* Datos de origen:
• • • •

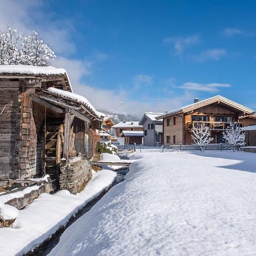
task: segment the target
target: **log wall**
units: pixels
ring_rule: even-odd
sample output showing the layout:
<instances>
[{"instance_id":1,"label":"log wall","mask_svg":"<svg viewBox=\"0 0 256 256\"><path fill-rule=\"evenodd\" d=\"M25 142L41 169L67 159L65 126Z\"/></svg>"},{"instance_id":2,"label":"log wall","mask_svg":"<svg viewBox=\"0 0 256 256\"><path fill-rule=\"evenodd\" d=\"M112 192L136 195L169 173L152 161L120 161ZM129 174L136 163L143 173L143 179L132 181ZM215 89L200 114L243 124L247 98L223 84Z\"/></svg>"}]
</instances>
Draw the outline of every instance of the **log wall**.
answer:
<instances>
[{"instance_id":1,"label":"log wall","mask_svg":"<svg viewBox=\"0 0 256 256\"><path fill-rule=\"evenodd\" d=\"M20 177L39 175L42 172L43 130L44 108L32 102L30 89L23 93L23 120L20 148Z\"/></svg>"}]
</instances>

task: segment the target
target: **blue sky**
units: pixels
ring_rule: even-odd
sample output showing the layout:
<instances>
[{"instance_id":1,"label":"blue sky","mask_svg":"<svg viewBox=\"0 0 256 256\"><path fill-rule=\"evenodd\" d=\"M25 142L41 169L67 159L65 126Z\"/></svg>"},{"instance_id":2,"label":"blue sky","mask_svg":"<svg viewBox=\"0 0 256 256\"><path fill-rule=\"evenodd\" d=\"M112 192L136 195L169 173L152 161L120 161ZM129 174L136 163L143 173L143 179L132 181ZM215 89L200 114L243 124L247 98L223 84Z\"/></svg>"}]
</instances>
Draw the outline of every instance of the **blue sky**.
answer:
<instances>
[{"instance_id":1,"label":"blue sky","mask_svg":"<svg viewBox=\"0 0 256 256\"><path fill-rule=\"evenodd\" d=\"M6 2L1 30L39 32L97 108L139 115L220 94L256 109L255 1Z\"/></svg>"}]
</instances>

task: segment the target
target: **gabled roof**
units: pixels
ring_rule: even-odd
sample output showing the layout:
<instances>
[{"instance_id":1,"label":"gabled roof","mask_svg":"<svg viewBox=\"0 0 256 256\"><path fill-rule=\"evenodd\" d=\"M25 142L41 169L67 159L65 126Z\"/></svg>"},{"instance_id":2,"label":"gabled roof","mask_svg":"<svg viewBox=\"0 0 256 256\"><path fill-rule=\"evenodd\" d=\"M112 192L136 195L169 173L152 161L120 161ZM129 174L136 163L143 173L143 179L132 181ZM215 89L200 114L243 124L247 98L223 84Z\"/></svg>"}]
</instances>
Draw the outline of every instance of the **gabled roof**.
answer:
<instances>
[{"instance_id":1,"label":"gabled roof","mask_svg":"<svg viewBox=\"0 0 256 256\"><path fill-rule=\"evenodd\" d=\"M130 127L140 127L143 128L142 125L139 125L138 121L123 121L112 126L113 128L130 128Z\"/></svg>"},{"instance_id":2,"label":"gabled roof","mask_svg":"<svg viewBox=\"0 0 256 256\"><path fill-rule=\"evenodd\" d=\"M142 117L141 120L139 122L139 125L143 125L144 123L146 122L146 118L149 118L152 121L157 121L155 119L155 117L162 115L163 113L154 113L154 112L145 112L143 116ZM159 119L159 121L163 121L162 119Z\"/></svg>"},{"instance_id":3,"label":"gabled roof","mask_svg":"<svg viewBox=\"0 0 256 256\"><path fill-rule=\"evenodd\" d=\"M28 78L28 77L42 78L44 81L46 77L52 79L52 76L63 77L67 90L73 92L67 71L63 68L55 68L52 66L40 67L30 65L0 65L0 78Z\"/></svg>"},{"instance_id":4,"label":"gabled roof","mask_svg":"<svg viewBox=\"0 0 256 256\"><path fill-rule=\"evenodd\" d=\"M59 89L54 88L53 87L50 87L48 88L48 90L51 93L55 93L56 94L60 95L64 97L70 98L74 101L82 104L88 109L90 109L93 113L94 113L98 117L103 118L105 117L105 114L97 111L94 107L89 102L89 101L84 96L81 95L77 94L67 90L60 90Z\"/></svg>"},{"instance_id":5,"label":"gabled roof","mask_svg":"<svg viewBox=\"0 0 256 256\"><path fill-rule=\"evenodd\" d=\"M1 74L20 75L64 75L67 71L63 68L52 66L39 67L29 65L0 65Z\"/></svg>"},{"instance_id":6,"label":"gabled roof","mask_svg":"<svg viewBox=\"0 0 256 256\"><path fill-rule=\"evenodd\" d=\"M142 137L143 136L143 131L123 131L120 134L120 137L125 136L125 137L129 137L131 136L136 136L138 137Z\"/></svg>"},{"instance_id":7,"label":"gabled roof","mask_svg":"<svg viewBox=\"0 0 256 256\"><path fill-rule=\"evenodd\" d=\"M180 108L180 109L175 109L174 110L164 113L162 115L159 115L156 117L156 119L159 119L169 115L188 112L189 111L193 110L199 108L201 108L208 105L212 104L213 103L218 102L222 103L224 105L231 107L233 109L235 109L240 112L245 113L245 114L252 114L255 113L254 110L253 110L253 109L249 109L245 106L235 102L234 101L231 101L230 100L221 96L220 95L217 95L216 96L207 98L206 100L204 100L203 101L188 105L187 106L184 106L182 108Z\"/></svg>"},{"instance_id":8,"label":"gabled roof","mask_svg":"<svg viewBox=\"0 0 256 256\"><path fill-rule=\"evenodd\" d=\"M110 125L111 126L113 126L114 125L114 122L112 121L111 117L105 117L104 119L103 119L103 125Z\"/></svg>"}]
</instances>

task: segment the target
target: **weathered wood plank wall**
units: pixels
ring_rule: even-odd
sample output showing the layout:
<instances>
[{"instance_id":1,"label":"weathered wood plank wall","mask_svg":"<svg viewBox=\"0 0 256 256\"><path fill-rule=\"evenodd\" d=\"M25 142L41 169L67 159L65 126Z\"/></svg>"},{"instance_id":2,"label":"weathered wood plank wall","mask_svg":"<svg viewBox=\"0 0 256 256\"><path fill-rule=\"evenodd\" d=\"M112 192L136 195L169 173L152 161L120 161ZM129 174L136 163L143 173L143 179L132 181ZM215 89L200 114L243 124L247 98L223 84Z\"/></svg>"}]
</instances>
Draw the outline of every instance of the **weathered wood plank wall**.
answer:
<instances>
[{"instance_id":1,"label":"weathered wood plank wall","mask_svg":"<svg viewBox=\"0 0 256 256\"><path fill-rule=\"evenodd\" d=\"M21 125L20 93L18 79L0 79L0 177L19 176Z\"/></svg>"}]
</instances>

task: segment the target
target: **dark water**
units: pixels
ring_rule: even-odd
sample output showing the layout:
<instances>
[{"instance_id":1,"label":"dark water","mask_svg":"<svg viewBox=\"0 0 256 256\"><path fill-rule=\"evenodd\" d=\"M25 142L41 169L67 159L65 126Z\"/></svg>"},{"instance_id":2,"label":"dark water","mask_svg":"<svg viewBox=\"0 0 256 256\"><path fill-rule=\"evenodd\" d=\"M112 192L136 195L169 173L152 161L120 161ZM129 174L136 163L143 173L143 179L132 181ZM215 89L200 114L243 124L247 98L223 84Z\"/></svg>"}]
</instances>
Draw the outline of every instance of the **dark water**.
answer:
<instances>
[{"instance_id":1,"label":"dark water","mask_svg":"<svg viewBox=\"0 0 256 256\"><path fill-rule=\"evenodd\" d=\"M125 179L125 176L128 172L129 169L126 168L125 169L121 169L121 170L117 171L117 176L115 180L113 183L112 186L117 185L120 182L122 182ZM45 256L49 253L49 252L57 245L60 241L60 238L65 230L68 228L71 224L79 218L82 215L86 213L87 212L90 210L92 207L100 200L103 196L108 192L108 191L103 191L102 193L97 198L94 199L89 204L87 204L84 207L81 209L76 214L75 216L72 217L66 226L60 228L50 238L46 240L39 246L37 247L33 251L29 251L24 254L25 256Z\"/></svg>"}]
</instances>

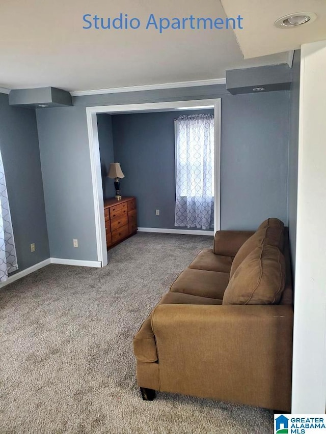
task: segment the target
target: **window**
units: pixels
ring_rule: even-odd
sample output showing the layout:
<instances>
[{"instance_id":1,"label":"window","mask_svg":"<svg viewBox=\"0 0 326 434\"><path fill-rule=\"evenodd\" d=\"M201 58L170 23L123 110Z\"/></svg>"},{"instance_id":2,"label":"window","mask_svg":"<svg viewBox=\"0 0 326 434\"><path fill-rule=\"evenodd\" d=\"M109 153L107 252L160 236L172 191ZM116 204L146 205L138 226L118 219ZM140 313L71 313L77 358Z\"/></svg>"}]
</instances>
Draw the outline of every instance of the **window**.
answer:
<instances>
[{"instance_id":1,"label":"window","mask_svg":"<svg viewBox=\"0 0 326 434\"><path fill-rule=\"evenodd\" d=\"M180 116L175 121L175 225L213 227L214 116Z\"/></svg>"}]
</instances>

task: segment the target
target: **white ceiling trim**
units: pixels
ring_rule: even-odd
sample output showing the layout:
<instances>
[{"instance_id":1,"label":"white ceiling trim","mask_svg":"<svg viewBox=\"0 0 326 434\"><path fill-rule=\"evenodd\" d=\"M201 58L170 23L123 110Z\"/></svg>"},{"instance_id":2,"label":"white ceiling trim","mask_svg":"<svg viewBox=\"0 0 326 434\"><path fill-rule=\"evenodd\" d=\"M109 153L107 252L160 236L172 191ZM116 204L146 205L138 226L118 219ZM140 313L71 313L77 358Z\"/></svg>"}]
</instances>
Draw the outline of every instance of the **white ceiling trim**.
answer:
<instances>
[{"instance_id":1,"label":"white ceiling trim","mask_svg":"<svg viewBox=\"0 0 326 434\"><path fill-rule=\"evenodd\" d=\"M2 94L9 94L11 89L7 89L7 88L0 88L0 93Z\"/></svg>"},{"instance_id":2,"label":"white ceiling trim","mask_svg":"<svg viewBox=\"0 0 326 434\"><path fill-rule=\"evenodd\" d=\"M102 94L116 94L122 92L136 92L140 91L154 91L158 89L174 89L177 88L191 88L194 86L209 86L212 84L225 84L225 78L212 78L198 80L195 81L180 81L177 83L164 83L161 84L144 84L128 86L125 88L112 88L108 89L95 89L93 91L74 91L70 92L73 97L86 95L99 95Z\"/></svg>"}]
</instances>

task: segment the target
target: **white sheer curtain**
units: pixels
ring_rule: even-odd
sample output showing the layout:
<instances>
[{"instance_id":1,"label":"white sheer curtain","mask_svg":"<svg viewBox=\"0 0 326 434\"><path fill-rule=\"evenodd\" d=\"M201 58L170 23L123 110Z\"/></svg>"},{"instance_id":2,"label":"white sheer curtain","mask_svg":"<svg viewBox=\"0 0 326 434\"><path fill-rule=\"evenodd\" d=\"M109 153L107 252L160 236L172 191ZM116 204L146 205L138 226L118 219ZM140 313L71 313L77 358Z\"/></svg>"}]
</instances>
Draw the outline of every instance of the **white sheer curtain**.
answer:
<instances>
[{"instance_id":1,"label":"white sheer curtain","mask_svg":"<svg viewBox=\"0 0 326 434\"><path fill-rule=\"evenodd\" d=\"M214 116L180 116L175 127L175 226L213 228Z\"/></svg>"},{"instance_id":2,"label":"white sheer curtain","mask_svg":"<svg viewBox=\"0 0 326 434\"><path fill-rule=\"evenodd\" d=\"M8 273L15 271L18 268L6 178L0 151L0 282L7 280Z\"/></svg>"}]
</instances>

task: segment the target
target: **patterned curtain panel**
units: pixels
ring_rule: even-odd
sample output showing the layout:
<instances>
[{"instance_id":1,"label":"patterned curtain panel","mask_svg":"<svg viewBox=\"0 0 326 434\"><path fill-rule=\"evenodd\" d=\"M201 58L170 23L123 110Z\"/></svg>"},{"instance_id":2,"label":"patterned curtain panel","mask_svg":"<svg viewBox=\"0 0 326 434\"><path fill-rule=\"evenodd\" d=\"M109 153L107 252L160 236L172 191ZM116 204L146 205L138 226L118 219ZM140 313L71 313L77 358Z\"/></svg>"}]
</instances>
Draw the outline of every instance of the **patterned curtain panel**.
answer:
<instances>
[{"instance_id":1,"label":"patterned curtain panel","mask_svg":"<svg viewBox=\"0 0 326 434\"><path fill-rule=\"evenodd\" d=\"M0 152L0 282L7 280L8 273L18 268L6 178Z\"/></svg>"},{"instance_id":2,"label":"patterned curtain panel","mask_svg":"<svg viewBox=\"0 0 326 434\"><path fill-rule=\"evenodd\" d=\"M214 227L214 116L180 116L175 121L175 226Z\"/></svg>"}]
</instances>

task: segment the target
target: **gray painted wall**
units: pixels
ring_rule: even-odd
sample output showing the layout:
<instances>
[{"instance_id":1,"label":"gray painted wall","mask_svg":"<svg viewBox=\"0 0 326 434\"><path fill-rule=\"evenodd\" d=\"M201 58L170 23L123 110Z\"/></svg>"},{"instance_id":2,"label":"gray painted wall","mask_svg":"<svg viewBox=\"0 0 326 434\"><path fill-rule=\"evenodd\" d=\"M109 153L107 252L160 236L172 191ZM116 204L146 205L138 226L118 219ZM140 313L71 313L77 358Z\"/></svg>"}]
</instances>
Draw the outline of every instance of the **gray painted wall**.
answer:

• • • •

* Detalles de tarea: Cuenta las líneas de las filas de arriba que contienen la cadena "painted", distinguiendo entre mayúsculas y minúsculas. Responde solo con el número.

* Resultado de tarea: 3